__Box annotations for photos__.
__________
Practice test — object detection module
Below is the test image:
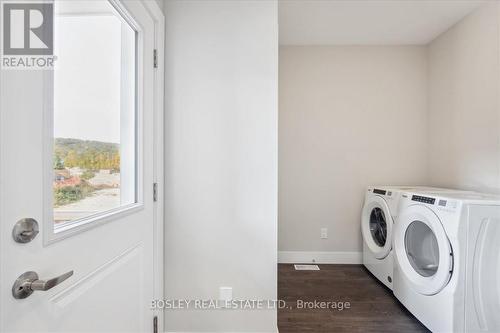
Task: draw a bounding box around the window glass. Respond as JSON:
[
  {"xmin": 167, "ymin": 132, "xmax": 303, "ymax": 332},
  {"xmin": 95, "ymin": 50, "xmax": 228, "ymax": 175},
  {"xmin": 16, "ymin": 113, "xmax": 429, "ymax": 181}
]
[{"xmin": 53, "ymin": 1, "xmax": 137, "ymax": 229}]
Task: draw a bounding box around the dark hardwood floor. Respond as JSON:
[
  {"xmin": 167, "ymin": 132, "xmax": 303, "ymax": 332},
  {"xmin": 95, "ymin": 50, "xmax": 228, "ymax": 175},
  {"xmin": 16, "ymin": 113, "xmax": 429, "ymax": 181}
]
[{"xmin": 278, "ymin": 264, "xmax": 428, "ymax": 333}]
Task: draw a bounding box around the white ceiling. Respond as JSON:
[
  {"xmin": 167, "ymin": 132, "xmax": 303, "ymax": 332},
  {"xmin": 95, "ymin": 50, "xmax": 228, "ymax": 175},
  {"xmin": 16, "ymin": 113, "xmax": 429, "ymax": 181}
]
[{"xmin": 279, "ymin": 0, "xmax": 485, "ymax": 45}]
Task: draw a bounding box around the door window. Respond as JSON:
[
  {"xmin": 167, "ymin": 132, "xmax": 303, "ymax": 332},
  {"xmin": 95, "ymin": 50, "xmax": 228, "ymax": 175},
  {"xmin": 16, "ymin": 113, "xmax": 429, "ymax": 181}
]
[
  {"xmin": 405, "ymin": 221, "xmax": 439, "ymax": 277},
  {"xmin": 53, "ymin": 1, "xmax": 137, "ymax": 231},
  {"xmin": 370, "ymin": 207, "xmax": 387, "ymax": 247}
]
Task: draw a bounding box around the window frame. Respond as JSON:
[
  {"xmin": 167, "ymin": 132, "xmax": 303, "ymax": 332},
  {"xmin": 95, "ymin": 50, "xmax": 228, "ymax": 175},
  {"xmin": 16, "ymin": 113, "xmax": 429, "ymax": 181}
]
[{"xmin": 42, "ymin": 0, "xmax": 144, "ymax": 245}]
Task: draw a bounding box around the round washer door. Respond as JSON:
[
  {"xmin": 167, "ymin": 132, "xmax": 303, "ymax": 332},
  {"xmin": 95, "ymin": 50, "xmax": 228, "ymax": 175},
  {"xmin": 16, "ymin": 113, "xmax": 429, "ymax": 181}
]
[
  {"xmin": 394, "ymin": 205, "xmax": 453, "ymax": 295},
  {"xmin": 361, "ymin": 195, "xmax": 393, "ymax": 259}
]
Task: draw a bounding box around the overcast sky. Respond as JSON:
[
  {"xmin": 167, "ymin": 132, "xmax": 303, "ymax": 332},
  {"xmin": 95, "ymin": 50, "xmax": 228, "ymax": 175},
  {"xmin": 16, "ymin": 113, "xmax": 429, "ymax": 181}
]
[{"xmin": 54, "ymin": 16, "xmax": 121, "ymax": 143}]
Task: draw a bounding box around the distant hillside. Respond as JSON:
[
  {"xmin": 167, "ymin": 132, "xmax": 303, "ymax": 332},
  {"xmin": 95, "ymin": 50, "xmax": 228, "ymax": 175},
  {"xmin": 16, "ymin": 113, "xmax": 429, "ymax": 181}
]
__________
__Exercise objective__.
Copy the part of the records from the line containing "Task: draw a bounding box around the distant" through the end of the records, replacing "hillside" with "ridge" and keeping everything else the same.

__Exercise response__.
Task: draw a bounding box around the distant ridge. Respond as JSON:
[
  {"xmin": 167, "ymin": 132, "xmax": 303, "ymax": 332},
  {"xmin": 95, "ymin": 50, "xmax": 228, "ymax": 175},
  {"xmin": 16, "ymin": 113, "xmax": 429, "ymax": 181}
]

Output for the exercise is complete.